---- Listed entries
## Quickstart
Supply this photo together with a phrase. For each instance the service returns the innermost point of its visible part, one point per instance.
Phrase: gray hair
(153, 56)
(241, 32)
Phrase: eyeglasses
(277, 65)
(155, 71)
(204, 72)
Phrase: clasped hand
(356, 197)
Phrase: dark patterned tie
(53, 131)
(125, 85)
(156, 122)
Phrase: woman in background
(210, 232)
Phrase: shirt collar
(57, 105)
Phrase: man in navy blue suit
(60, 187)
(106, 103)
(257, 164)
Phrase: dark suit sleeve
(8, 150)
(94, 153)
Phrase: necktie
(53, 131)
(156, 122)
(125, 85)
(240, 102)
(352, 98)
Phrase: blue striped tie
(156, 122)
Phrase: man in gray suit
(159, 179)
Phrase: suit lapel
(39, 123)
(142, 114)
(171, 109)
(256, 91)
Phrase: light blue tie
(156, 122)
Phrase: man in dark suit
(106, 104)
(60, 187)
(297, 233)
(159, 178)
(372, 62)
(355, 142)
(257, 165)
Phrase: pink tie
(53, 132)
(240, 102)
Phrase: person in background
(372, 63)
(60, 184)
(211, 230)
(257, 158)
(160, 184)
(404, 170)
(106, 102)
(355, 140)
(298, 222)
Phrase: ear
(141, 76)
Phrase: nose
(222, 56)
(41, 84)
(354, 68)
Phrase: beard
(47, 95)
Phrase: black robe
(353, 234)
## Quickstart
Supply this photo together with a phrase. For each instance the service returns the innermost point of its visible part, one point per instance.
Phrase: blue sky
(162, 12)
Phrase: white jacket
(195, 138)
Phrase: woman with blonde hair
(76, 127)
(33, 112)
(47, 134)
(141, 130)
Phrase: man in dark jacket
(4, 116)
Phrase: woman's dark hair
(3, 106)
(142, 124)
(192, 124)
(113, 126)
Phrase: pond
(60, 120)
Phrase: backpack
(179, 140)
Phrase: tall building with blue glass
--------
▸ Task requirements
The records above must each be restated exactly as they stand.

▸ Your solution
## Quickstart
Supply this photo together with a phrase. For each instance the service returns the innermost point of its visible part, one point per instance.
Phrase: gray hair
(153, 56)
(241, 32)
Phrase: eyeglasses
(277, 65)
(155, 71)
(204, 72)
Phrase: clasped hand
(356, 197)
Phrase: dark patterned tie
(53, 131)
(125, 85)
(156, 122)
Phrase: woman in background
(210, 232)
Phrase: shirt collar
(57, 105)
Phrase: man in navy blue suit
(60, 187)
(106, 103)
(257, 164)
Phrase: dark suit sleeve
(8, 150)
(94, 153)
Phrase: necktie
(53, 131)
(156, 122)
(125, 85)
(240, 102)
(352, 98)
Phrase: blue striped tie
(156, 122)
Phrase: man in gray suit
(159, 179)
Phrase: suit lapel
(39, 123)
(142, 114)
(171, 109)
(256, 91)
Phrase: light blue tie
(156, 122)
Phrase: man in dark suit
(106, 104)
(60, 187)
(297, 233)
(159, 178)
(372, 62)
(355, 142)
(257, 165)
Phrase: pink tie
(53, 132)
(240, 102)
Phrase: person in background
(372, 63)
(60, 184)
(211, 230)
(257, 158)
(160, 184)
(404, 170)
(106, 102)
(355, 140)
(298, 222)
Phrase: ear
(141, 76)
Phrase: nose
(222, 56)
(41, 84)
(354, 68)
Phrase: beard
(47, 95)
Phrase: black robe
(353, 234)
## Quickstart
Supply this photo together with a phrase. For each instance the service returns the innermost point of its visible part, one point per instance.
Phrase: blue sky
(162, 12)
Phrase: white jacket
(195, 138)
Phrase: woman with blonde hair
(76, 127)
(33, 112)
(47, 134)
(141, 130)
Phrase: man in dark jacket
(4, 116)
Phrase: woman's dark hair
(3, 106)
(142, 124)
(192, 124)
(113, 126)
Phrase: pond
(60, 120)
Phrase: backpack
(179, 140)
Phrase: tall building with blue glass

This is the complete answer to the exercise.